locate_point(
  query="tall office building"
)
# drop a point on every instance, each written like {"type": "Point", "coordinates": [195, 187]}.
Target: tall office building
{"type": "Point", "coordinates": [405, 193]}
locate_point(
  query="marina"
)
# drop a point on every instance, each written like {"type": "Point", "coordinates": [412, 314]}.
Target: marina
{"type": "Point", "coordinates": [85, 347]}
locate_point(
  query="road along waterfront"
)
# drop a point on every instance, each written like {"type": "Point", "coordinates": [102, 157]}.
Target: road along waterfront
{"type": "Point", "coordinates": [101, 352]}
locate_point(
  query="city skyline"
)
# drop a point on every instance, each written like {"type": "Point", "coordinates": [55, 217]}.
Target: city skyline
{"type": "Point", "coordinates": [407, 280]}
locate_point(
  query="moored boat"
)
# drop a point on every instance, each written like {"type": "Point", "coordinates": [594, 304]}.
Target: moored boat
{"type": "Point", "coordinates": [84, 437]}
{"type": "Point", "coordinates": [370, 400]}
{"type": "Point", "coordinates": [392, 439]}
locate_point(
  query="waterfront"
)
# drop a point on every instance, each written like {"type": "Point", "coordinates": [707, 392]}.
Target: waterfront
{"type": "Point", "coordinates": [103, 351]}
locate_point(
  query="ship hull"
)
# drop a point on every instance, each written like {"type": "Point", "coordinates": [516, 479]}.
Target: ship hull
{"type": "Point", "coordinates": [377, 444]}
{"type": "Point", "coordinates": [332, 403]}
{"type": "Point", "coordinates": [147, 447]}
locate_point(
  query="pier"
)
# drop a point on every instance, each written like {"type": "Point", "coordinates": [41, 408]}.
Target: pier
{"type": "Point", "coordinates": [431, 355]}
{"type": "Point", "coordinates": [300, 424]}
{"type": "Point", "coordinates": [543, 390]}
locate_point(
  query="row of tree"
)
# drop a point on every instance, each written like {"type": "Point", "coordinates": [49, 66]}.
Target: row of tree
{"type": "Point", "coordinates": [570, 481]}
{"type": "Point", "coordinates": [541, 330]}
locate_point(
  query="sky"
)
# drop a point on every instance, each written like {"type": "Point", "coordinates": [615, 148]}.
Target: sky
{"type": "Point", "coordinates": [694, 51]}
^^^^^^^^
## Goal of the exercise
Restate all of the entries exactly, please.

## The completed task
locate_point(
  query="tall office building"
)
# drop a point on every instance, each written like {"type": "Point", "coordinates": [195, 187]}.
Target: tall office building
{"type": "Point", "coordinates": [405, 193]}
locate_point(
  query="marina"
)
# drop a point on every instance, each written like {"type": "Point", "coordinates": [412, 314]}.
Target: marina
{"type": "Point", "coordinates": [85, 347]}
locate_point(
  query="road along waterfront"
)
# drop a point on every instance, each written like {"type": "Point", "coordinates": [102, 157]}.
Target: road along waterfront
{"type": "Point", "coordinates": [101, 352]}
locate_point(
  query="city skyline"
)
# drop a point on every instance, each written like {"type": "Point", "coordinates": [55, 217]}.
Target: city skyline
{"type": "Point", "coordinates": [407, 280]}
locate_point(
  query="moored boat"
)
# drop a point on every instance, each written like {"type": "Point", "coordinates": [594, 304]}.
Target: moored boat
{"type": "Point", "coordinates": [84, 437]}
{"type": "Point", "coordinates": [370, 400]}
{"type": "Point", "coordinates": [392, 439]}
locate_point(
  query="waterfront"
)
# drop a point on every instance, each written like {"type": "Point", "coordinates": [707, 392]}.
Target: waterfront
{"type": "Point", "coordinates": [103, 351]}
locate_point(
  query="ship hull"
)
# drop a point on every instance, each written like {"type": "Point", "coordinates": [516, 479]}.
Target: ship hull
{"type": "Point", "coordinates": [377, 444]}
{"type": "Point", "coordinates": [332, 403]}
{"type": "Point", "coordinates": [147, 447]}
locate_point(
  query="pier"
)
# drop a point on every instance, each written like {"type": "Point", "coordinates": [41, 408]}.
Target: pier
{"type": "Point", "coordinates": [431, 355]}
{"type": "Point", "coordinates": [300, 424]}
{"type": "Point", "coordinates": [543, 390]}
locate_point(
  query="row of tree"
)
# drop a point on every instance, each written like {"type": "Point", "coordinates": [49, 66]}.
Target: row of tree
{"type": "Point", "coordinates": [570, 481]}
{"type": "Point", "coordinates": [541, 330]}
locate_point(
  query="sky"
)
# drop a point on every instance, each written like {"type": "Point", "coordinates": [615, 148]}.
Target: sky
{"type": "Point", "coordinates": [694, 51]}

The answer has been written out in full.